PAGE TEXT:
# Different Stuff



## Ace31 (Apr 4, 2015)

Just some stuff I've found recently ranging from the late 19th century up to the 1930s, thanks for looking. 

 Top: Pilgrim Bros & Co Hamilton, Ontario ca1910 with tooled crown top, S.Y.G.B. Co canning jar ca1920, 2 English chow chow type jars 1910s, Bennington marble ca1900, Seagram's Waterloo, Ontario 1930s, mustard crock 1900s, Penn Block street brick 1900s. 2nd: R.R.R. Radway & Co. New York 1900s, Camp Coffee & Chicory (Glasgow) ca1920, Nonsuch Toronto ca1920, brass skeleton key 19th century. 3rd: Wishing Well soda 1930s, Garton's HP Sauce ca1920, Rowat & Co late 1910s. Bottom: no name green gin, Gartons HP Sauce mid 1910s, Rowat & Co, late 1910s, nn aqua med 1910s.  

 I'm rather pleased to find this 100 year old Sleeman's amber beer bottle with a tooled crown top.  

 Acme Farmers Dairy Limited quart - Toronto (embossed, 1930s), Dr. JGB Siegert & Sons 1920s, nn late 1910s aqua pepper sauce, Siverwood's Guelph 1/2 pint 1930s and two identical 1938 Ontario license plates that were stuck together when I found them.

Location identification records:
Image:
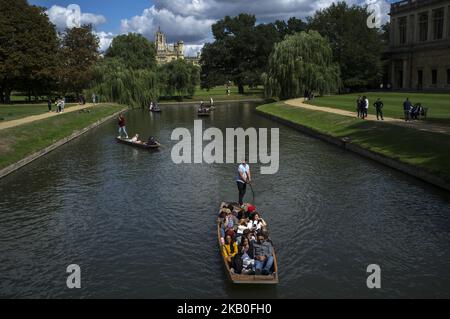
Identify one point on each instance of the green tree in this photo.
(179, 78)
(134, 49)
(293, 25)
(239, 52)
(301, 63)
(28, 46)
(114, 81)
(356, 48)
(78, 55)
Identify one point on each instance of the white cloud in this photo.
(105, 40)
(192, 49)
(176, 26)
(71, 16)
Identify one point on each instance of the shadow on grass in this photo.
(430, 151)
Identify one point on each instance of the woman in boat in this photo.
(136, 140)
(258, 222)
(229, 224)
(229, 249)
(243, 262)
(122, 127)
(263, 253)
(151, 141)
(243, 225)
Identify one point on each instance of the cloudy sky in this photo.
(187, 20)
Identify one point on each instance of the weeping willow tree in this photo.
(303, 62)
(114, 82)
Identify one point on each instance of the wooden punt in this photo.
(248, 279)
(142, 146)
(204, 113)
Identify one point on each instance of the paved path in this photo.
(33, 118)
(418, 125)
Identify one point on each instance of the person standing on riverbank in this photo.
(379, 108)
(358, 106)
(407, 106)
(366, 107)
(244, 177)
(122, 128)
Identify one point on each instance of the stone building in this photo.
(166, 53)
(419, 52)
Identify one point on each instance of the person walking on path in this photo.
(379, 108)
(407, 109)
(366, 107)
(244, 177)
(122, 128)
(358, 106)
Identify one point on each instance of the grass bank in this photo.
(219, 94)
(438, 104)
(19, 142)
(16, 111)
(425, 150)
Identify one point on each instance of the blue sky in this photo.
(187, 20)
(112, 10)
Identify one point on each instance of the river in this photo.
(140, 226)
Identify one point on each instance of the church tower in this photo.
(160, 41)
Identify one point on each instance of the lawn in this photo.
(430, 151)
(16, 111)
(438, 104)
(18, 142)
(219, 94)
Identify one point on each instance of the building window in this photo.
(402, 24)
(420, 79)
(438, 23)
(423, 27)
(434, 77)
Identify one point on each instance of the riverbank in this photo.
(425, 155)
(23, 144)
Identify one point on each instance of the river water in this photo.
(140, 226)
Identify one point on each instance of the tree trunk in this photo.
(7, 96)
(2, 96)
(240, 88)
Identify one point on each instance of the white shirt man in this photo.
(244, 177)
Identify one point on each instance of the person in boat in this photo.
(250, 235)
(229, 249)
(229, 224)
(136, 140)
(244, 177)
(243, 225)
(151, 141)
(122, 128)
(263, 252)
(243, 262)
(257, 223)
(247, 211)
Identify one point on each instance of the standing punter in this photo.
(122, 128)
(244, 177)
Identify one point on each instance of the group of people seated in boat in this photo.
(151, 140)
(154, 107)
(203, 108)
(246, 245)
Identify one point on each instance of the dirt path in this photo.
(33, 118)
(418, 125)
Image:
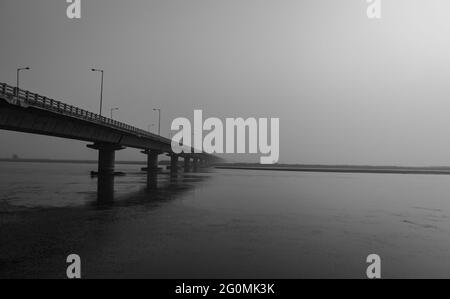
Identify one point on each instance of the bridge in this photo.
(24, 111)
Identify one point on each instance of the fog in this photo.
(347, 90)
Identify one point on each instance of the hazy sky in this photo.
(346, 89)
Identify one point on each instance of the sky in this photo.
(347, 89)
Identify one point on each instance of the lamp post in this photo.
(18, 79)
(101, 88)
(149, 127)
(112, 110)
(159, 120)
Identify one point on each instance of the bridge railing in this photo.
(42, 102)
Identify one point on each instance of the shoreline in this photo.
(347, 169)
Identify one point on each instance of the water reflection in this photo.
(158, 187)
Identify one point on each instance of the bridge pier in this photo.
(106, 156)
(187, 164)
(173, 164)
(195, 164)
(152, 160)
(106, 161)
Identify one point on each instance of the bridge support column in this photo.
(106, 161)
(173, 164)
(106, 156)
(152, 160)
(187, 164)
(195, 165)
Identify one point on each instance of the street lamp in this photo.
(101, 88)
(113, 109)
(159, 120)
(18, 79)
(149, 127)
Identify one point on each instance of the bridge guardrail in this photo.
(39, 101)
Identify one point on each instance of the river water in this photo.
(222, 224)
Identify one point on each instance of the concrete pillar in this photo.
(195, 164)
(106, 161)
(187, 164)
(106, 156)
(152, 161)
(173, 164)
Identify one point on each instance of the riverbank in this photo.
(342, 169)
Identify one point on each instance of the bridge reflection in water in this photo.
(158, 186)
(24, 111)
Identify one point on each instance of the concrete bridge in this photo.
(28, 112)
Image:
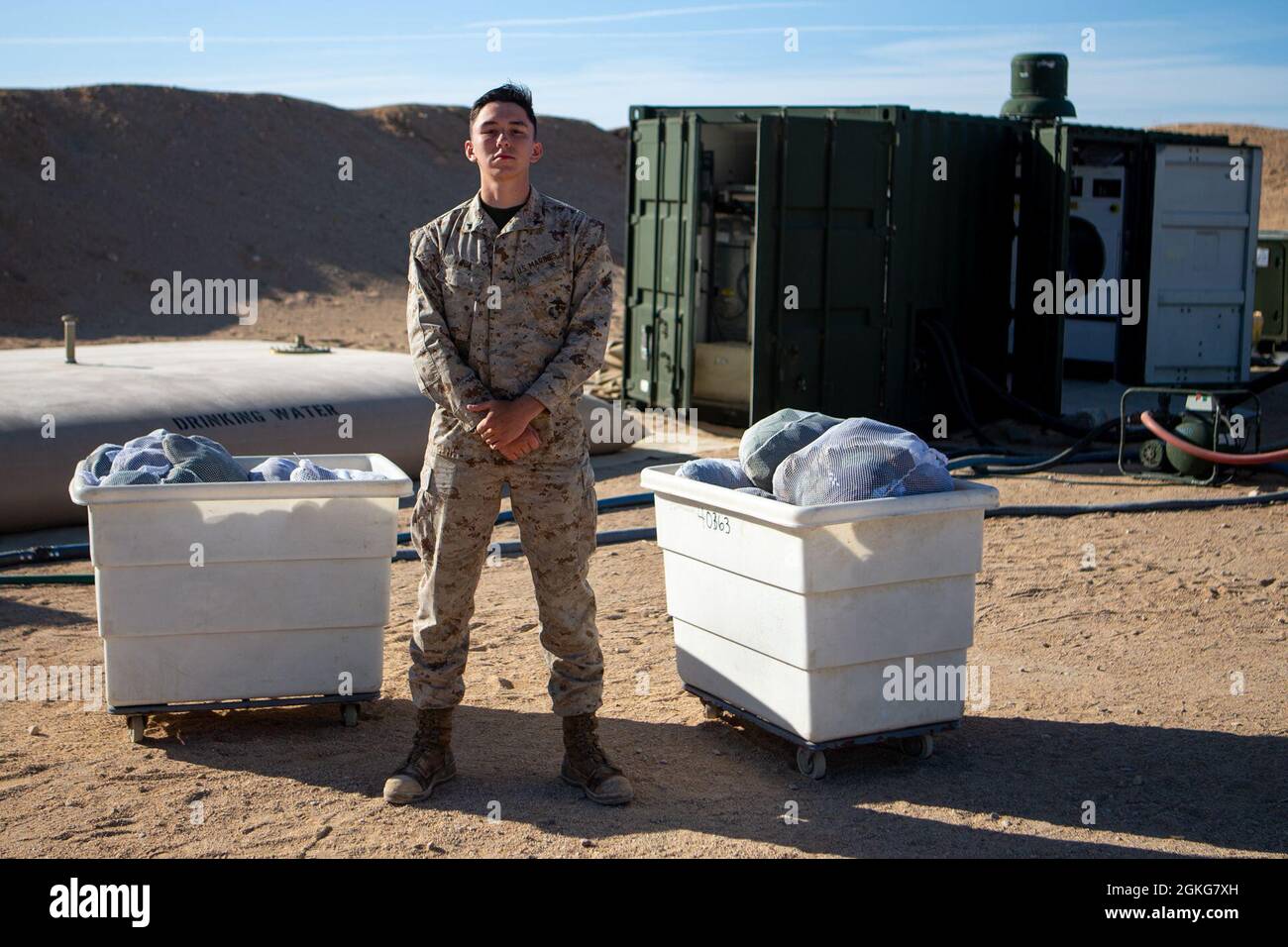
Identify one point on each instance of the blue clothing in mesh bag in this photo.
(347, 474)
(717, 471)
(771, 441)
(141, 459)
(273, 470)
(308, 471)
(129, 478)
(211, 464)
(861, 459)
(99, 462)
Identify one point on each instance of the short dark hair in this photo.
(510, 91)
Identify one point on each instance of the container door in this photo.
(1037, 368)
(661, 256)
(1270, 289)
(818, 317)
(1202, 273)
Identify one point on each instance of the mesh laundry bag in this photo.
(771, 441)
(147, 441)
(862, 459)
(211, 444)
(210, 464)
(717, 471)
(129, 478)
(273, 470)
(347, 474)
(308, 471)
(141, 459)
(99, 463)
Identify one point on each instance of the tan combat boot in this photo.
(429, 762)
(587, 766)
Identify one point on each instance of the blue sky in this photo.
(1154, 62)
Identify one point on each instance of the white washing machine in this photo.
(1095, 253)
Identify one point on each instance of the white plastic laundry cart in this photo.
(218, 595)
(809, 621)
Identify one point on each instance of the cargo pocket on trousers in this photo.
(423, 515)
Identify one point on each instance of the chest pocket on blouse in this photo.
(463, 286)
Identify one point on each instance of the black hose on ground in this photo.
(956, 381)
(1055, 460)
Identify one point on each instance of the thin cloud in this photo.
(644, 14)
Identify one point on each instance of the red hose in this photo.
(1215, 457)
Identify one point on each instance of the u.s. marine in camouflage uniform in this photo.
(505, 326)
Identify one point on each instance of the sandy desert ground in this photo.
(1111, 684)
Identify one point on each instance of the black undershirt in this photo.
(501, 215)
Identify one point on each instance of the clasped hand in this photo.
(506, 428)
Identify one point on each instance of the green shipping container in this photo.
(818, 257)
(793, 258)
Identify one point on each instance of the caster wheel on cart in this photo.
(919, 748)
(811, 763)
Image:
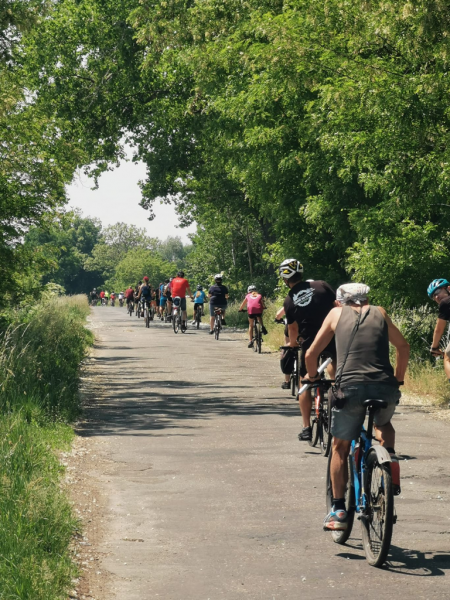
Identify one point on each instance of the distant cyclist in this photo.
(306, 307)
(438, 291)
(129, 295)
(163, 296)
(363, 333)
(218, 298)
(180, 287)
(199, 301)
(255, 308)
(145, 292)
(94, 297)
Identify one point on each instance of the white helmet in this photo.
(290, 267)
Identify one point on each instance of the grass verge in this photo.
(40, 354)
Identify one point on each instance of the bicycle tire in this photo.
(340, 537)
(314, 433)
(377, 532)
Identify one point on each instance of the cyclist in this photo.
(438, 291)
(218, 298)
(363, 333)
(178, 287)
(129, 295)
(199, 301)
(162, 296)
(145, 293)
(136, 294)
(94, 297)
(306, 307)
(168, 291)
(255, 308)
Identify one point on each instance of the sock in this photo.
(338, 504)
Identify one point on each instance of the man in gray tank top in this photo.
(365, 372)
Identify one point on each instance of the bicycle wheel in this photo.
(325, 444)
(378, 520)
(340, 537)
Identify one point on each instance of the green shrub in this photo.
(40, 355)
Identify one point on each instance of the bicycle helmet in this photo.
(436, 285)
(290, 267)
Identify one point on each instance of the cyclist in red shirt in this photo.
(129, 295)
(179, 286)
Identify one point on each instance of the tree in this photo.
(138, 263)
(115, 243)
(69, 239)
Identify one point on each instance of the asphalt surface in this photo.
(211, 496)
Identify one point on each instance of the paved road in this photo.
(211, 496)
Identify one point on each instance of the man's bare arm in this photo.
(401, 345)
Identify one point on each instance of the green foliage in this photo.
(115, 242)
(40, 354)
(67, 243)
(138, 263)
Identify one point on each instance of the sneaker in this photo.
(336, 520)
(395, 472)
(305, 435)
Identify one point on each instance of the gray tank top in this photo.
(368, 359)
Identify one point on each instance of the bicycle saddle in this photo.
(377, 404)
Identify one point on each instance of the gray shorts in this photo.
(346, 422)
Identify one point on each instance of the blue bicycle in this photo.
(369, 492)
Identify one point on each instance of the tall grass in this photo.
(40, 355)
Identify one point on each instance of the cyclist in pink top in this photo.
(255, 307)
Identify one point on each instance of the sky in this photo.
(117, 199)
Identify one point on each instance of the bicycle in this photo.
(369, 492)
(257, 334)
(198, 314)
(145, 312)
(218, 312)
(177, 322)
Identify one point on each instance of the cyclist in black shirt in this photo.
(438, 291)
(306, 306)
(218, 298)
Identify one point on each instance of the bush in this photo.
(40, 355)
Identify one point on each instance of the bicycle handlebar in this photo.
(320, 370)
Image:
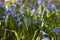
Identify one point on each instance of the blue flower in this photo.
(43, 33)
(42, 20)
(18, 3)
(39, 13)
(35, 21)
(33, 11)
(55, 30)
(52, 7)
(45, 38)
(2, 2)
(39, 2)
(48, 4)
(5, 13)
(4, 17)
(28, 22)
(14, 5)
(19, 23)
(31, 5)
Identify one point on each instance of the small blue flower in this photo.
(35, 21)
(42, 20)
(18, 3)
(45, 38)
(28, 22)
(5, 13)
(18, 19)
(14, 5)
(48, 4)
(4, 17)
(39, 13)
(43, 33)
(52, 7)
(19, 23)
(39, 2)
(2, 2)
(33, 11)
(31, 5)
(55, 30)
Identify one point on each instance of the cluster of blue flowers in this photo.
(2, 2)
(21, 10)
(56, 30)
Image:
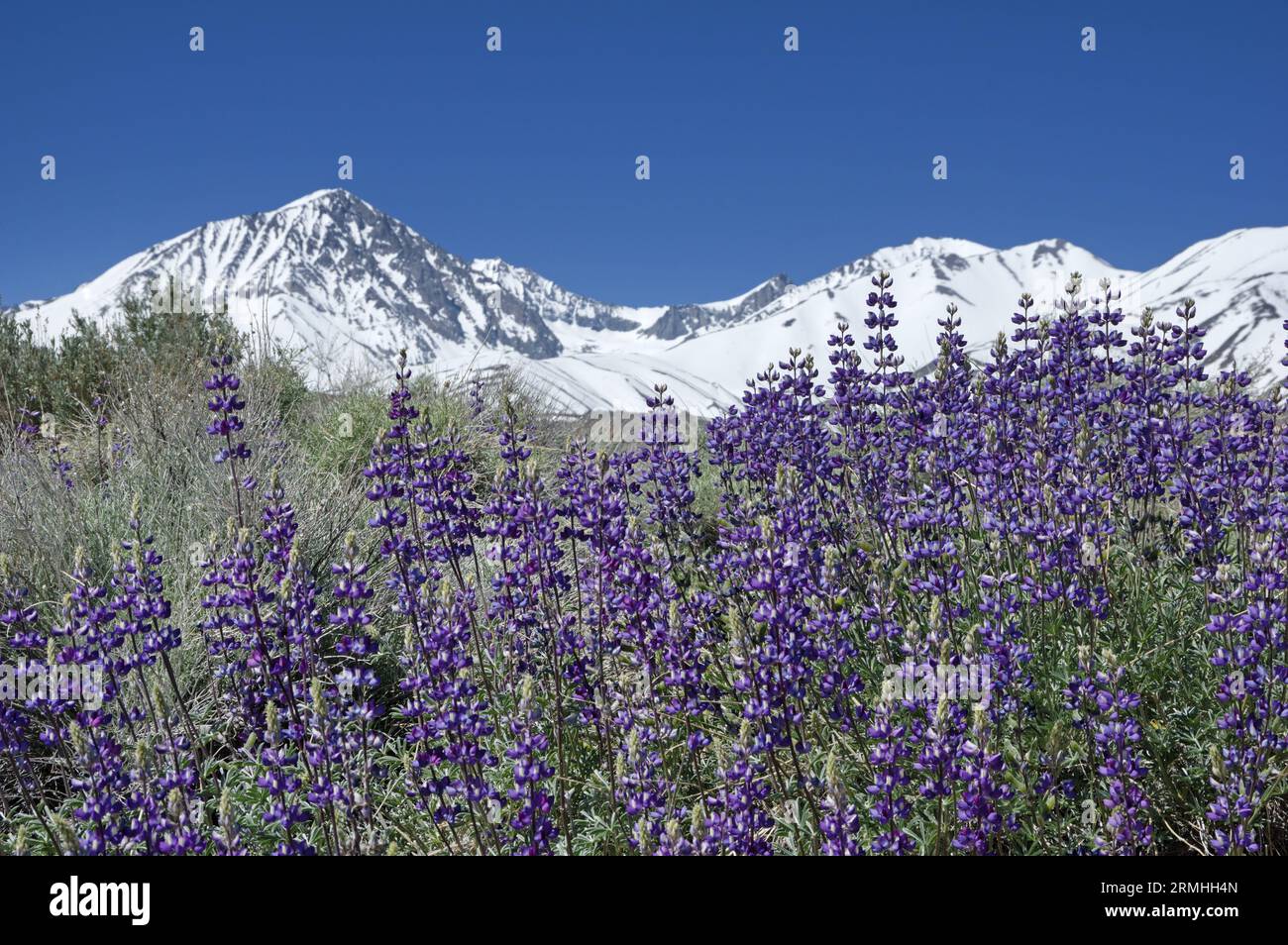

EXERCISE 1: In the post, which items carry the date "ca1920"?
EXERCISE 2:
Check each statement against the post. For each, answer yes or no and quote the words that decide it.
(a) The Sleeman's beer bottle is amber and has a tooled crown top.
(b) The brass skeleton key dates to the 1930s.
(c) The two 1938 Ontario license plates were found separately.
EXERCISE 3: According to the post, what kind of item is the Penn Block piece, and what date is given for it?
Answer from the post alone.

TASK SOLUTION 1:
- S.Y.G.B. Co canning jar
- Camp Coffee & Chicory (Glasgow)
- Nonsuch Toronto
- Garton's HP Sauce

TASK SOLUTION 2:
(a) Yes: "this 100 year old Sleeman's amber beer bottle with a tooled crown top"
(b) No: "brass skeleton key 19th century"
(c) No: "two identical 1938 Ontario license plates that were stuck together when I found them"

TASK SOLUTION 3: It is a street brick, dated to the 1900s.